One number is the whole answer: the tally of lines in the records below that contain "clicks".

= Source data =
☆ ☆ ☆

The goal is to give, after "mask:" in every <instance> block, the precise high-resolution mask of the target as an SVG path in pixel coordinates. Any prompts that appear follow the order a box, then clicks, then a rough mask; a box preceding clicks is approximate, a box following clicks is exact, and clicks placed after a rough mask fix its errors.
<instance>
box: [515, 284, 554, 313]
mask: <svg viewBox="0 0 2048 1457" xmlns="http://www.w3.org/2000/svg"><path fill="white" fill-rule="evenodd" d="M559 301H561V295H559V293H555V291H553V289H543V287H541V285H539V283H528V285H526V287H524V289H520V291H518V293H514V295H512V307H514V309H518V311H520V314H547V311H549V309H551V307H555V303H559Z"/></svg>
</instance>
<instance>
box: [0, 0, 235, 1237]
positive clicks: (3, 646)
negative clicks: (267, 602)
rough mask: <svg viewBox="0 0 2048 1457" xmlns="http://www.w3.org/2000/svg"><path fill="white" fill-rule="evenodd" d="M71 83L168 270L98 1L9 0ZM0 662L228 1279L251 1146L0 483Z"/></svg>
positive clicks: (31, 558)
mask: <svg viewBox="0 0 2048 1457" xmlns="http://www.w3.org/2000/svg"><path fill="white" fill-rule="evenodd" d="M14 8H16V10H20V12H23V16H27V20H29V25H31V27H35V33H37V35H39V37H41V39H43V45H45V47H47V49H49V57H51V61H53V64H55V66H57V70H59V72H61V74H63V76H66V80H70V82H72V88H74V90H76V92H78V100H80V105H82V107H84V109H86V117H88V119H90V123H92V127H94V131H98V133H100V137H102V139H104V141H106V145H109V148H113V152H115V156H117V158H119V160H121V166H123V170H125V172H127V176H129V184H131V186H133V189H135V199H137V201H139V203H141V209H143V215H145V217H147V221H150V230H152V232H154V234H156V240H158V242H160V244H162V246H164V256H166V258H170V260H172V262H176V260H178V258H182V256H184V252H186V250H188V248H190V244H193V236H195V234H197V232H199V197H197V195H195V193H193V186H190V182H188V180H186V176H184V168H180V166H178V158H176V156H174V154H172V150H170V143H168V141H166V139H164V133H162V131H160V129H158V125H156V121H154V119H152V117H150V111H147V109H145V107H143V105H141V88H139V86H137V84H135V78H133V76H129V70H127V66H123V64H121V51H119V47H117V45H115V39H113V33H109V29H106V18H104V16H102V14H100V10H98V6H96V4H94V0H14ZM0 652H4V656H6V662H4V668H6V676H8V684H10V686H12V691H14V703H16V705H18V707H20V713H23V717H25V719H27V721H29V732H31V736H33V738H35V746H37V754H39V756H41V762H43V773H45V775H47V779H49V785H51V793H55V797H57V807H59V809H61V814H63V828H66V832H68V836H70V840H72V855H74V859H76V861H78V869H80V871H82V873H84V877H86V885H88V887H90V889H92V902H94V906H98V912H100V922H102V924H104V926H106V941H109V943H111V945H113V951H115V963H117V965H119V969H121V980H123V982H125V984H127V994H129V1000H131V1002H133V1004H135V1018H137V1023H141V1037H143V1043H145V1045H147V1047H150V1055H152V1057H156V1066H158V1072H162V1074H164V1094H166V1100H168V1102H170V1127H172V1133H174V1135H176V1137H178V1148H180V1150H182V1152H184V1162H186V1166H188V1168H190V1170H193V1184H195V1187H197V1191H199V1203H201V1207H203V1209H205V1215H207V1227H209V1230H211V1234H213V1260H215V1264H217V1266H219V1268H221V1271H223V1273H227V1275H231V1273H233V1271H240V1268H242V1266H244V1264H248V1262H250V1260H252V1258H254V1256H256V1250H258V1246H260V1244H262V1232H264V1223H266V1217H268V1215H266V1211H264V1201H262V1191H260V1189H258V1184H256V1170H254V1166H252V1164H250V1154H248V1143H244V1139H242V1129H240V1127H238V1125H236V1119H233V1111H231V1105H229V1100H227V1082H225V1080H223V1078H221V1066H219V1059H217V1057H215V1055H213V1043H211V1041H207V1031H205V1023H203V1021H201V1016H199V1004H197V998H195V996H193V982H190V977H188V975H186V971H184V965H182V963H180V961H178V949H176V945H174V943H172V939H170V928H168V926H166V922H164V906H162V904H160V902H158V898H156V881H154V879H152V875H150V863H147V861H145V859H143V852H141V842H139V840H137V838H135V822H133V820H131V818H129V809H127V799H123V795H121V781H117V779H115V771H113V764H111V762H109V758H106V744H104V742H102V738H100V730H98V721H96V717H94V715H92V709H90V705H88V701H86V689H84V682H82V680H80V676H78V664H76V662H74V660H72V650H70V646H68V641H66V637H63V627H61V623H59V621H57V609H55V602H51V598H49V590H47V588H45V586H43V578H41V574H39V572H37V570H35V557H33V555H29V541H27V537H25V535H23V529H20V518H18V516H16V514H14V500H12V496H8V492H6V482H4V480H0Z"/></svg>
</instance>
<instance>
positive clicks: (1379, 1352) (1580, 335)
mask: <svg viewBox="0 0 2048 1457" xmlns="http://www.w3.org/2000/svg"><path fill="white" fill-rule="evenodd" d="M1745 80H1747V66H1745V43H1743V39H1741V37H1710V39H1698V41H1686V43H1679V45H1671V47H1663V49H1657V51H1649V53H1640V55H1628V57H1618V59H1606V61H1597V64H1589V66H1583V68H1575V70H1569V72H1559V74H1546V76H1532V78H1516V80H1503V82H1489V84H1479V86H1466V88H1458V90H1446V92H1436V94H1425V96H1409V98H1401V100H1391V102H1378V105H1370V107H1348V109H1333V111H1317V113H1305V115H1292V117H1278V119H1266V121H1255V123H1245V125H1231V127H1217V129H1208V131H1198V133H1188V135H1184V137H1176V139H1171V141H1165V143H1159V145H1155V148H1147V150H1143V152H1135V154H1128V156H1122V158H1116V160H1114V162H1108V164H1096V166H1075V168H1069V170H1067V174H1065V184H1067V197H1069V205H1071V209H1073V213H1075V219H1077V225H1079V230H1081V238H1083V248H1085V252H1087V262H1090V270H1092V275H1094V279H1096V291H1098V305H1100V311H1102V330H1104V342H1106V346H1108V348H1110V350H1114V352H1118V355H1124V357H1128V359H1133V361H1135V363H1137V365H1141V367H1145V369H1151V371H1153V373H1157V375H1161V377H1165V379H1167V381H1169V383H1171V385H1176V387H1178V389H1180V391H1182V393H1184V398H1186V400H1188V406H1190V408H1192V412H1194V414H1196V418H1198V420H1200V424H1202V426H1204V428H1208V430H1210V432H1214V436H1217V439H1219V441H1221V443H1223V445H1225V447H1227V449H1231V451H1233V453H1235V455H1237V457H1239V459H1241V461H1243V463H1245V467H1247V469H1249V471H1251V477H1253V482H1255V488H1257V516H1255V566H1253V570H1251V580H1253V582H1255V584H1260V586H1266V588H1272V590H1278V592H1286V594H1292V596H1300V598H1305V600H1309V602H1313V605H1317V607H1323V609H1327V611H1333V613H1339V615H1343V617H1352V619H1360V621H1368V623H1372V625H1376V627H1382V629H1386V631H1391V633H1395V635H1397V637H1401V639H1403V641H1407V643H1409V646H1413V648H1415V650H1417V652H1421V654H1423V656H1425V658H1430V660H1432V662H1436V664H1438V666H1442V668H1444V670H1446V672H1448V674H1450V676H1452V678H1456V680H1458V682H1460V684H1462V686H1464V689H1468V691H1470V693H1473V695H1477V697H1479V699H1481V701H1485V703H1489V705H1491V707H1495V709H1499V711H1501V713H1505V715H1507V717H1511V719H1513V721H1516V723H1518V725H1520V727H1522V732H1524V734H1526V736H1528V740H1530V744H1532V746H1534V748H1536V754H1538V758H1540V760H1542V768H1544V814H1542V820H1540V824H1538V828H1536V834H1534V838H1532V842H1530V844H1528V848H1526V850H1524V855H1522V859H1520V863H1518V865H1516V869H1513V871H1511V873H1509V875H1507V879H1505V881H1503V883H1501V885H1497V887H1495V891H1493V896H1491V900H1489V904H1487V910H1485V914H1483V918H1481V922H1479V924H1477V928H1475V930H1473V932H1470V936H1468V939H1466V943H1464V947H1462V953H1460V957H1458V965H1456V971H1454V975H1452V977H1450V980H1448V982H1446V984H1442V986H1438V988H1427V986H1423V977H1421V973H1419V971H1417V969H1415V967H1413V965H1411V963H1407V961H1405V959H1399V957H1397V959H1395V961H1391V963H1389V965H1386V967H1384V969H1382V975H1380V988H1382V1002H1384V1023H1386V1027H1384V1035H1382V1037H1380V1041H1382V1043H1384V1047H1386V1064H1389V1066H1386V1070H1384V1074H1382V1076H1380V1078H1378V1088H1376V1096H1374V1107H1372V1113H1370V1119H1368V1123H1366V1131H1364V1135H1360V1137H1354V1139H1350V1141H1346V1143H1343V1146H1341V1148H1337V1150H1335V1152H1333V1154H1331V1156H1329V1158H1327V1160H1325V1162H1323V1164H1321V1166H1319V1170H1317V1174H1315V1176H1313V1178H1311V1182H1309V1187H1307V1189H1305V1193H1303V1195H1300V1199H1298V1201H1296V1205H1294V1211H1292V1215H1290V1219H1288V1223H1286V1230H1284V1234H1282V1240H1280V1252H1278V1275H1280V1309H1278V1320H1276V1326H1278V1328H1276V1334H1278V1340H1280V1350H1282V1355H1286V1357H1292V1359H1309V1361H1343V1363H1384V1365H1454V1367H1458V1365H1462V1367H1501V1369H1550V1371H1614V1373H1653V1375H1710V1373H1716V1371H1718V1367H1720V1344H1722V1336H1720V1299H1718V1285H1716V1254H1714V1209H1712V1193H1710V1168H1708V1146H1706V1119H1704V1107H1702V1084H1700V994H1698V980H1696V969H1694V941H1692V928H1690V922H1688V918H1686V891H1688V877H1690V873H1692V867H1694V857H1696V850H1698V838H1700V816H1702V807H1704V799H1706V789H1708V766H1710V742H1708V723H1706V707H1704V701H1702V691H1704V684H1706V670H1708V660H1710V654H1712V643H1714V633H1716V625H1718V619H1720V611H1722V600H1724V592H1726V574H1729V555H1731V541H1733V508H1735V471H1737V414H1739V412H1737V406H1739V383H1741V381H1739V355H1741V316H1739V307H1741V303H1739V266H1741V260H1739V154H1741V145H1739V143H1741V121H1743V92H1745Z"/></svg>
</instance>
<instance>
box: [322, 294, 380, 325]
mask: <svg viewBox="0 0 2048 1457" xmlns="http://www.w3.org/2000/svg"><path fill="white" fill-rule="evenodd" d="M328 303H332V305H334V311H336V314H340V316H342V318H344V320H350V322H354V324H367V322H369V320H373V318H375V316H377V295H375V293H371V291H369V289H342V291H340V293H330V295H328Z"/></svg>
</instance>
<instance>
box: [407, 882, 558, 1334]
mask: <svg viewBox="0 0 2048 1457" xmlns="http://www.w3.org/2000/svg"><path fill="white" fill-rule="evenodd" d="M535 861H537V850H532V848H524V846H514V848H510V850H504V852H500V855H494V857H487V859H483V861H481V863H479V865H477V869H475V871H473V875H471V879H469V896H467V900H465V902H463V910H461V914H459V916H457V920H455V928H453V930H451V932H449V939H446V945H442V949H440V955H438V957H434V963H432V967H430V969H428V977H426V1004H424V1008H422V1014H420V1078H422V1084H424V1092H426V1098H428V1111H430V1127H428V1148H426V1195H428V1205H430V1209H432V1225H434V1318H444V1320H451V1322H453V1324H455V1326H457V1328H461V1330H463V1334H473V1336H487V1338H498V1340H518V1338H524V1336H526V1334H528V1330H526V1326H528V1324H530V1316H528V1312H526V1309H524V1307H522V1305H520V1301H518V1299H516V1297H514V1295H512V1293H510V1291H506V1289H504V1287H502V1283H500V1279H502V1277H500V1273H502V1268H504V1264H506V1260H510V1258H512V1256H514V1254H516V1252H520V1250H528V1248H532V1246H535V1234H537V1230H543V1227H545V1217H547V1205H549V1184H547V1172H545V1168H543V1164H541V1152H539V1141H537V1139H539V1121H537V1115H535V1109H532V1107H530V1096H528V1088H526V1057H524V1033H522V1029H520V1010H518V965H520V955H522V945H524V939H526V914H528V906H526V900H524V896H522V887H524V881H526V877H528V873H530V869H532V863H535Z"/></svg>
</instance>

☆ ☆ ☆

= Output of the task =
5